Task to complete: Look through the listing below and say how many lines contain the word "tile". Nothing else belongs in the reply.

Supplied information:
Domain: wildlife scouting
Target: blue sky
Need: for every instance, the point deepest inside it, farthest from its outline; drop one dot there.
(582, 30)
...
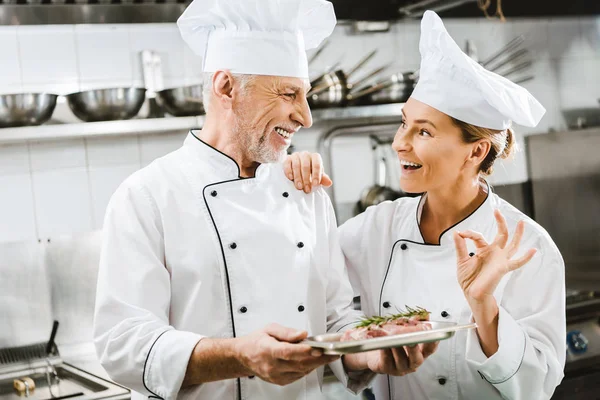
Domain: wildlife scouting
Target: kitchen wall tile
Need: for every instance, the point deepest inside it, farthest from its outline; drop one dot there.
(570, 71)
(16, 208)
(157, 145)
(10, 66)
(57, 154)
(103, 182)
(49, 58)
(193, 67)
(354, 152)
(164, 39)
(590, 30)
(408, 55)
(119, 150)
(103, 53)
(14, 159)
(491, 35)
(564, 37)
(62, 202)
---
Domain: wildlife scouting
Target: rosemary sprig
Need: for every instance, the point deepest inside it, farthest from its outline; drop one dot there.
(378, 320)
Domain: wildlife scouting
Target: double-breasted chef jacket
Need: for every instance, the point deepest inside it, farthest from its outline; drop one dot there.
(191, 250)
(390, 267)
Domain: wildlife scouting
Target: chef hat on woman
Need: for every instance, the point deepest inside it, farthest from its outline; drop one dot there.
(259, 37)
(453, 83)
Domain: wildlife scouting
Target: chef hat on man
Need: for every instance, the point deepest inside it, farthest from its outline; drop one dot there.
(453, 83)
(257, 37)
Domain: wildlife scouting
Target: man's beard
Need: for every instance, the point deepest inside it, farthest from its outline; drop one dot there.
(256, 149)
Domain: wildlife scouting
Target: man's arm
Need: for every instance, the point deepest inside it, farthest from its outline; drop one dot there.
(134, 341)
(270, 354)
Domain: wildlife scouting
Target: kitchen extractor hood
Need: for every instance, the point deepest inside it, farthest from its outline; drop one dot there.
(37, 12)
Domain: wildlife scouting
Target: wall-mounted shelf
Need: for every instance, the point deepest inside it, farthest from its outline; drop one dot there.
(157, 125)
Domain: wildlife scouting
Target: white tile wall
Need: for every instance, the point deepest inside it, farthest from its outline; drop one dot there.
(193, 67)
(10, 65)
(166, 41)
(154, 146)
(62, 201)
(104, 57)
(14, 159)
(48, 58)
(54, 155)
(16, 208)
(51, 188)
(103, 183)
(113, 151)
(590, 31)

Task response: 2